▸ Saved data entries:

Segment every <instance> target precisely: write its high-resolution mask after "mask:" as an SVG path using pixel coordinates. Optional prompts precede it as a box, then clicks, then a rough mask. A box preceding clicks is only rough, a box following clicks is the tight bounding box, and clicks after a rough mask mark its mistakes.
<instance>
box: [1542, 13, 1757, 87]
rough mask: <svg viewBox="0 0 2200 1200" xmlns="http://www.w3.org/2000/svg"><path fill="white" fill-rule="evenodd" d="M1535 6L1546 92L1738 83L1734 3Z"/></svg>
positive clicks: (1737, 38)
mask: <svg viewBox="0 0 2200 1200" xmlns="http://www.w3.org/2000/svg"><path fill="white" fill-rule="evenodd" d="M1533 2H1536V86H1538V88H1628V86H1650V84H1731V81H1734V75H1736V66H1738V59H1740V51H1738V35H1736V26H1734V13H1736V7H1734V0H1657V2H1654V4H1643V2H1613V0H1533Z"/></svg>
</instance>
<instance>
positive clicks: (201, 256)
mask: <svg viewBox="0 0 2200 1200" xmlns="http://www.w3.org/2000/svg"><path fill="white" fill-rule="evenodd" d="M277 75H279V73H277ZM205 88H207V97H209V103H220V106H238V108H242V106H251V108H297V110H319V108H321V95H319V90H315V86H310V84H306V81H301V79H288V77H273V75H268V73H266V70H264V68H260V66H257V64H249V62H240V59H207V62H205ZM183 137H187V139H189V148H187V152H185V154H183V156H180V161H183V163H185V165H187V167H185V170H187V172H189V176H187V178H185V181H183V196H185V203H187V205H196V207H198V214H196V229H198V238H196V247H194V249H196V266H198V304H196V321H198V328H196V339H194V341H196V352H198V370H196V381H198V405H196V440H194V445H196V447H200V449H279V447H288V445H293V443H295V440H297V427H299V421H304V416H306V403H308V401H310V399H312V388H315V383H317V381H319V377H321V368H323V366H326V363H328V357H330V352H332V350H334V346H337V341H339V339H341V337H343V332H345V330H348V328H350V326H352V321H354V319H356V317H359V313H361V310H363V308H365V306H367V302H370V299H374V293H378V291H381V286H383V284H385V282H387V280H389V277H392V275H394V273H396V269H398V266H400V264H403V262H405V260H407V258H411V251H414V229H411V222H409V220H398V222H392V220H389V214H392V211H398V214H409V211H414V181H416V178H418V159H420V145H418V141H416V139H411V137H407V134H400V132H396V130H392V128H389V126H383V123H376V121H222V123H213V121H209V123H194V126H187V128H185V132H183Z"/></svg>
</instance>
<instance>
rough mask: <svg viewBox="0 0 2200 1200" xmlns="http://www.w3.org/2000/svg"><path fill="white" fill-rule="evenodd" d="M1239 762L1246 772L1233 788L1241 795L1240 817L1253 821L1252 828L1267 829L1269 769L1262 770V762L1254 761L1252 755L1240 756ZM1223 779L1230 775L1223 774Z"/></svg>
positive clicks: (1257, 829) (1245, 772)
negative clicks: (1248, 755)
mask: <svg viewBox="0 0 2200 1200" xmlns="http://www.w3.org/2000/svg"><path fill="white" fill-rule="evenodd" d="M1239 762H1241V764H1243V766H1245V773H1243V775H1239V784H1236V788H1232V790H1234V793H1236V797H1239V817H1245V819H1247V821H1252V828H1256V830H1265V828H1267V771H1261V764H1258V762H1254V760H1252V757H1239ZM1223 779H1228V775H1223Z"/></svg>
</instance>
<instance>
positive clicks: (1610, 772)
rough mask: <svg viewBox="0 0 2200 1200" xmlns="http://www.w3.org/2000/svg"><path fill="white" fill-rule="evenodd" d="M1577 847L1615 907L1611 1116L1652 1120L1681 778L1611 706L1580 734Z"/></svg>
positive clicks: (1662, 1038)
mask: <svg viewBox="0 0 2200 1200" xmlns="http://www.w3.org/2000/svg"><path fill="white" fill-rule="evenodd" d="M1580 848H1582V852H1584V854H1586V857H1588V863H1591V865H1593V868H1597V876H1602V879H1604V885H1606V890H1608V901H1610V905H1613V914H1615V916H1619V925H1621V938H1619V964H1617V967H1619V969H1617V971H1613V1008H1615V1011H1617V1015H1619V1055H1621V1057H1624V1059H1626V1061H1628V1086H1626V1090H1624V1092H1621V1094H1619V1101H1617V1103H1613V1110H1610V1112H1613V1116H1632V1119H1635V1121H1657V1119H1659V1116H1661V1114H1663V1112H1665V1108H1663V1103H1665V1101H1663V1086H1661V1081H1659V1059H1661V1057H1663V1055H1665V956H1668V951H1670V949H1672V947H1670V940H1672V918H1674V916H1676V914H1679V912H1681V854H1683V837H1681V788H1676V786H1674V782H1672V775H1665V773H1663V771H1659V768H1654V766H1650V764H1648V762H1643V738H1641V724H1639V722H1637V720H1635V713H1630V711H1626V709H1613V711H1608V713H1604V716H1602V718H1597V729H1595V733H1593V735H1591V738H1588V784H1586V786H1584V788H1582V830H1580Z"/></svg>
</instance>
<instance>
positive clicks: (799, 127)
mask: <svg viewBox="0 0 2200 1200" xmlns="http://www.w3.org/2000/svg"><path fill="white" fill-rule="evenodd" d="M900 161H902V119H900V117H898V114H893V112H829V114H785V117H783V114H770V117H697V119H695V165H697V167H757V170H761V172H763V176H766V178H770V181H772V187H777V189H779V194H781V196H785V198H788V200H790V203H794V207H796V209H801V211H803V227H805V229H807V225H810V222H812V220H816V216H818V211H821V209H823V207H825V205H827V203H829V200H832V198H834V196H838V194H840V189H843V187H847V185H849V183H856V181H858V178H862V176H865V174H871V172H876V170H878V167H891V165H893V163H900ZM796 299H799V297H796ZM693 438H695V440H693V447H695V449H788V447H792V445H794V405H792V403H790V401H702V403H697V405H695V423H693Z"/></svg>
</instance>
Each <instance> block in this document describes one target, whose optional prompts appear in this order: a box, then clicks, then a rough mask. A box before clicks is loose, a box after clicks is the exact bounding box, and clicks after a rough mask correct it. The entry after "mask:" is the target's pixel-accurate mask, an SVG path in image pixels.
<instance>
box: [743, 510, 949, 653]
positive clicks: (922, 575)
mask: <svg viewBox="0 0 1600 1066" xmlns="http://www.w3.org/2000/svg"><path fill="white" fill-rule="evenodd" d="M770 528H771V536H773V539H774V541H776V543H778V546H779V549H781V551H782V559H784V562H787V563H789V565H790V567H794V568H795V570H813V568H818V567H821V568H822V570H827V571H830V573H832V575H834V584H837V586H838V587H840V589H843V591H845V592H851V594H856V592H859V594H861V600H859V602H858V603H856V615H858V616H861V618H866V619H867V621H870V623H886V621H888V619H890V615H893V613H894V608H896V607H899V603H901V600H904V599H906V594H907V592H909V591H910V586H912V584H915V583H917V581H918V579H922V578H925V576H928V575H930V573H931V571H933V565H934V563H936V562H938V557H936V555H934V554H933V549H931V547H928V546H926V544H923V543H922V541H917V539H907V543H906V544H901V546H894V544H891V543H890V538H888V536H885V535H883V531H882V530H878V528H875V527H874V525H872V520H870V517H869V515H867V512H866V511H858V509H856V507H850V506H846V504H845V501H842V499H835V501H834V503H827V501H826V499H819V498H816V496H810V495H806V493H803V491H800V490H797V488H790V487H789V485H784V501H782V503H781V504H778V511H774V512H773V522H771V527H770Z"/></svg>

▸ WHAT IS NEEDED: Copy the listing word for word from its first line up to and including the line containing "box: [1542, 13, 1757, 87]".

▸ FINISHED EXERCISE:
Segment every <instance> target precisely: write its high-resolution mask after "mask:" as an SVG path using pixel coordinates. Optional prompts precede it as a box, then clicks, then a rough mask. A box preceding clicks is only rough, a box following clicks is the tight bounding box, and clicks after a rough mask mark its mistakes.
<instance>
box: [1542, 13, 1757, 87]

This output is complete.